### 抜粋:
..............................
WebMatrix: 自分が書いた記事の数を数えてみた

執筆日時： 2014年2月6日02時00分

f:id:daruyanagi:20140205163749p:plain

こういうのは別に WebMatrix でやる必要はないのだけど……慣れているので。あと、もっときれいに書き直そうかと思ったけど、面倒くさくなってやめた。

@using System.Text
@using System.Text.RegularExpressions
@{
// 2008年まではシステムが旧かったので、
// http://www.forest.impress.co.jp/article/ 以下に過去ログがある
var archives = new List<string>()
{
"http://www.forest.impress.co.jp/article/200704.html",
"http://www.forest.impress.co.jp/article/200705.html",
"http://www.forest.impress.co.jp/article/200706.html",
"http://www.forest.impress.co.jp/article/200707.html",
"http://www.forest.impress.co.jp/article/200708.html",
"http://www.forest.impress.co.jp/article/200709.html",
"http://www.forest.impress.co.jp/article/200710.html",
"http://www.forest.impress.co.jp/article/200711.html",
"http://www.forest.impress.co.jp/article/200712.html",
"http://www.forest.impress.co.jp/article/200801.html",
"http://www.forest.impress.co.jp/article/200802.html",
"http://www.forest.impress.co.jp/article/200803.html",
"http://www.forest.impress.co.jp/article/200804.html",
"http://www.forest.impress.co.jp/article/200805.html",
"http://www.forest.impress.co.jp/article/200806.html",
"http://www.forest.impress.co.jp/article/200807.html",
"http://www.forest.impress.co.jp/article/200808.html",
"http://www.forest.impress.co.jp/article/200809.html",
"http://www.forest.impress.co.jp/article/200810.html",
"http://www.forest.impress.co.jp/article/200811.html",
"http://www.forest.impress.co.jp/article/200812.html",
};
// おニューなシステムの過去ログの URL を足す
var d = new DateTime(2009, 1, 1);
while (d < DateTime.Today)
{
archives.Add(string.Format("http://www.forest.impress.co.jp/backno/top/index{0:0000}{1:00}.html", d.Year, d.Month));
d = d.AddMonths(1);
}
// システム変更時に UTF-8 にすべきって主張しておけばよかった
var encoding = Encoding.GetEncoding("Shift_JIS");
// 自分の記事を保持しておくリスト
var my_articles = new List<string>();
}
<!DOCTYPE html>
<html lang="en">
<head>
<meta charset="utf-8" />
<title></title>
</head>
<body>
@foreach (var archive in archives)
..............................
### 指示事項:
a) 抜粋のコードでは、文字コードとして何が指定されていますか。
b) 記録のうち、「nose」という語を含む行をすべて報告してください。
..............................
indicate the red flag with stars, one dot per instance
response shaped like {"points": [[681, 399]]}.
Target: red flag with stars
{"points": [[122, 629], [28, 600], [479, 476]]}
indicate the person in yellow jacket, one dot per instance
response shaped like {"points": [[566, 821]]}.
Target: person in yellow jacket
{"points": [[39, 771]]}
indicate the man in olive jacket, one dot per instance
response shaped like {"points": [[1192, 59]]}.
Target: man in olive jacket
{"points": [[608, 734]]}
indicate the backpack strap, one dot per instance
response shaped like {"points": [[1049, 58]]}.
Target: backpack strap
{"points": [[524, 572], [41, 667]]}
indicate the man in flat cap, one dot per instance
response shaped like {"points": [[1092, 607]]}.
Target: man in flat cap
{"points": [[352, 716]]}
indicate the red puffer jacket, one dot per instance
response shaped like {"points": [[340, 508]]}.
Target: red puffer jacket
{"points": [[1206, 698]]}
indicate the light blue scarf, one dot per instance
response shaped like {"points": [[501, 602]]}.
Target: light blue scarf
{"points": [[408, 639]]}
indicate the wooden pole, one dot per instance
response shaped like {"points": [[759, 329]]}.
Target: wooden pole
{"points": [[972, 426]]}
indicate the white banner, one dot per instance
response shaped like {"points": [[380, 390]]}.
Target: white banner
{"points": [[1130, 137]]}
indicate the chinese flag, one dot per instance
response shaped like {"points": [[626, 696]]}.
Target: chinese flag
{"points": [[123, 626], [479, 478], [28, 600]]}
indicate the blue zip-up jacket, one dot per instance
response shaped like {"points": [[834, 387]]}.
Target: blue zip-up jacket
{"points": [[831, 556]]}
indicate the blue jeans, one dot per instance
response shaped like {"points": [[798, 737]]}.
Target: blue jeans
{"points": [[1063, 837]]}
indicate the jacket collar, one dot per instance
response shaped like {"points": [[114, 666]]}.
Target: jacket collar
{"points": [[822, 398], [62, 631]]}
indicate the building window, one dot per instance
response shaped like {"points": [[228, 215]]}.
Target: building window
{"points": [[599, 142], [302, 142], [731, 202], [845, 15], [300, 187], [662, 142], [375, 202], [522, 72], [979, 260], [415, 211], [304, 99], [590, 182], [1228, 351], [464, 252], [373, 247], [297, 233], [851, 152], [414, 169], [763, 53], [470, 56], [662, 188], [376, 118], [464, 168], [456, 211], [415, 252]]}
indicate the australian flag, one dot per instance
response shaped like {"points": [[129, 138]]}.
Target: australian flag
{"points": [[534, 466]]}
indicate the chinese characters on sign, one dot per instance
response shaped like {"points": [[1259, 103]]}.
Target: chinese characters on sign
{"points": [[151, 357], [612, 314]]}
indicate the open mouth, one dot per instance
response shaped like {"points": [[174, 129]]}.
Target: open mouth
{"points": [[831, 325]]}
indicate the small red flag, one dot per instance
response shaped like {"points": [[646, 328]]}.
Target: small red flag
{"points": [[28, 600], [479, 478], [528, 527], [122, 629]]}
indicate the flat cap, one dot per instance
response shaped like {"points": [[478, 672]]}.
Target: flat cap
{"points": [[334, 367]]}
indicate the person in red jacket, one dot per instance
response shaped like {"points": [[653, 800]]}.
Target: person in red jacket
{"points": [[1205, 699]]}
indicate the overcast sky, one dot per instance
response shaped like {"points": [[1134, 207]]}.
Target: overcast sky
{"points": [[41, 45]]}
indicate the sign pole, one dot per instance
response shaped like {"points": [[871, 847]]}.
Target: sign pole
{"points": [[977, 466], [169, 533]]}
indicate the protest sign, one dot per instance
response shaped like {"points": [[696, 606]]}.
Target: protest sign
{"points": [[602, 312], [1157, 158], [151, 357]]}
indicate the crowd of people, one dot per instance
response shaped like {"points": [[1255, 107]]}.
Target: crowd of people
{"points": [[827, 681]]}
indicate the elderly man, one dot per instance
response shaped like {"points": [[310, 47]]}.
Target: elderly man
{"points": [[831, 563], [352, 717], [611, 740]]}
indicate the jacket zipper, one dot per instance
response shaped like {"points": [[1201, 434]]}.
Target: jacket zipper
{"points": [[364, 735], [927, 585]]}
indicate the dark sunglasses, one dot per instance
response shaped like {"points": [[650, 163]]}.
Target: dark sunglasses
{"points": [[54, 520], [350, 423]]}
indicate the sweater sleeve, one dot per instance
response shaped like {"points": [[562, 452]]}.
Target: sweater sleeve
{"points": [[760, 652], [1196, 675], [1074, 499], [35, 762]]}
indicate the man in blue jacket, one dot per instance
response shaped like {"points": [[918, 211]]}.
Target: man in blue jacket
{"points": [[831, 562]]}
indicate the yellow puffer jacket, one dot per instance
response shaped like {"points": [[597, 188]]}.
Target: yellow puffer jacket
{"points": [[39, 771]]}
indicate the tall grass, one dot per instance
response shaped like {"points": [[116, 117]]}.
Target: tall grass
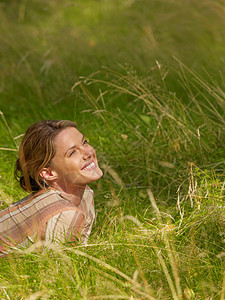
{"points": [[154, 113]]}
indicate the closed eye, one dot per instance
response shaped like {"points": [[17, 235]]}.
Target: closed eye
{"points": [[71, 153]]}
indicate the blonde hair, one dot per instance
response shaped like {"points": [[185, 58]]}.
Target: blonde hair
{"points": [[36, 152]]}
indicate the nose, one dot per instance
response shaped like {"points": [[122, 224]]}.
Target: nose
{"points": [[88, 152]]}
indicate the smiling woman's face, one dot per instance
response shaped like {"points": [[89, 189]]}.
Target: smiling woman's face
{"points": [[75, 161]]}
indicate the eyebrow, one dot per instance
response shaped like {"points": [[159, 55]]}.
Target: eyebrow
{"points": [[74, 146]]}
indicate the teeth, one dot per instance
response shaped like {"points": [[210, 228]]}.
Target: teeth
{"points": [[89, 166]]}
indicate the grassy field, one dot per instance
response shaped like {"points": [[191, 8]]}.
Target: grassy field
{"points": [[144, 80]]}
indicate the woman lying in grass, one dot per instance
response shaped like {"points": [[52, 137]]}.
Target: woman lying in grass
{"points": [[55, 164]]}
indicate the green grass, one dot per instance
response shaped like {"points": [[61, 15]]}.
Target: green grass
{"points": [[144, 81]]}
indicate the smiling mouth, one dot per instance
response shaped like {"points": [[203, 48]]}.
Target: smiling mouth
{"points": [[90, 166]]}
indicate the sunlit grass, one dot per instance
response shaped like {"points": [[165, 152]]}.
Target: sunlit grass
{"points": [[144, 82]]}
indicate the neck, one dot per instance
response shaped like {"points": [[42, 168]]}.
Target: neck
{"points": [[74, 194]]}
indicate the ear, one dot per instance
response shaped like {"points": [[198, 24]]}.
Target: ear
{"points": [[48, 174]]}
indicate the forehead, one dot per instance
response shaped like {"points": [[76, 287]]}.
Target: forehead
{"points": [[68, 137]]}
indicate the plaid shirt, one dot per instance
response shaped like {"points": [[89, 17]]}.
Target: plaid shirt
{"points": [[47, 215]]}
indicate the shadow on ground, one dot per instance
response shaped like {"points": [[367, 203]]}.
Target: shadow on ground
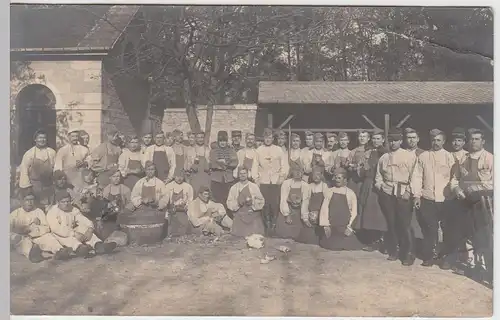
{"points": [[225, 278]]}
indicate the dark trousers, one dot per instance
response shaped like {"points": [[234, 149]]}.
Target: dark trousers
{"points": [[430, 216], [398, 214], [271, 193], [220, 191]]}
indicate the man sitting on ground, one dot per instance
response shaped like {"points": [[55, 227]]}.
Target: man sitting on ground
{"points": [[72, 229], [30, 233], [207, 216]]}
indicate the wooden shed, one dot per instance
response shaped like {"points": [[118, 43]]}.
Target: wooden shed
{"points": [[350, 106]]}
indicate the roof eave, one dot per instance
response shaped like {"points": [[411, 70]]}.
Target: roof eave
{"points": [[59, 51], [374, 103]]}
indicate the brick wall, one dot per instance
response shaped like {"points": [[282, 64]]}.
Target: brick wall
{"points": [[225, 117], [76, 86]]}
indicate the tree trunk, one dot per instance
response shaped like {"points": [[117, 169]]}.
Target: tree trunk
{"points": [[208, 122]]}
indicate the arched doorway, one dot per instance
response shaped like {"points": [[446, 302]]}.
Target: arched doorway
{"points": [[35, 109]]}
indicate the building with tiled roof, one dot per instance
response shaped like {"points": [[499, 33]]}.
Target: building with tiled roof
{"points": [[349, 106], [71, 66]]}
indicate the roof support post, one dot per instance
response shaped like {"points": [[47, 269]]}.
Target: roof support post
{"points": [[486, 124], [403, 121], [370, 122], [387, 123]]}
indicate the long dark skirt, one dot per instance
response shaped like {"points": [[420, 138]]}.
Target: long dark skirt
{"points": [[246, 223], [288, 231], [338, 241], [308, 235], [179, 224], [370, 216]]}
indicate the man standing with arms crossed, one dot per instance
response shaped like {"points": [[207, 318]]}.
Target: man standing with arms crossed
{"points": [[429, 185]]}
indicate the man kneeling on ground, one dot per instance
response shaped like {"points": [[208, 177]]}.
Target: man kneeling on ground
{"points": [[207, 216], [72, 229], [30, 233]]}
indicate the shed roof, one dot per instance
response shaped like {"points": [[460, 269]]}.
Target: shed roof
{"points": [[360, 92], [67, 27]]}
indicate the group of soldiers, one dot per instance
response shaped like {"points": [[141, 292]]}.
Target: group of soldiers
{"points": [[373, 197]]}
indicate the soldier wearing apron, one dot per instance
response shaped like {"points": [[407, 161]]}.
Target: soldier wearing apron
{"points": [[338, 211], [246, 156], [130, 164], [148, 199], [84, 138], [104, 158], [197, 164], [30, 232], [457, 150], [370, 224], [179, 195], [246, 201], [259, 140], [331, 147], [293, 205], [223, 160], [281, 140], [341, 155], [310, 231], [116, 196], [473, 185], [236, 140], [206, 216], [411, 141], [179, 151], [163, 157], [147, 140], [36, 169], [71, 158]]}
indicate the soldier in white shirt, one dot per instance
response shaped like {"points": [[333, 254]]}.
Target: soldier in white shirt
{"points": [[472, 183], [269, 170], [429, 184], [392, 180]]}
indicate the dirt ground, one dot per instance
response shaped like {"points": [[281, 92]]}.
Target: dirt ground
{"points": [[225, 278]]}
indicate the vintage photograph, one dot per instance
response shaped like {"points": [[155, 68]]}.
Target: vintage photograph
{"points": [[198, 160]]}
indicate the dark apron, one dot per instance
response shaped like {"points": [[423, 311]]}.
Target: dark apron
{"points": [[339, 216], [370, 216], [201, 177], [179, 223], [104, 176], [40, 175], [73, 174], [311, 235], [162, 166], [293, 164], [106, 227], [290, 231], [246, 221], [131, 179]]}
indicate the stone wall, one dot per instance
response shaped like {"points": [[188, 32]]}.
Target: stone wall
{"points": [[225, 117], [76, 86]]}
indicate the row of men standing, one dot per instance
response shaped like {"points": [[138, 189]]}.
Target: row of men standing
{"points": [[389, 188]]}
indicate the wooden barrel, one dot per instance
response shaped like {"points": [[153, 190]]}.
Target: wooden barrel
{"points": [[145, 225]]}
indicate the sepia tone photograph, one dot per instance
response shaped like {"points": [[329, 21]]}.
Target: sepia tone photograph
{"points": [[194, 160]]}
..............................
### 各課題の解答:
a) Shift_JIS が指定されています。

b)
indicate the nose, one dot per instance
Target: nose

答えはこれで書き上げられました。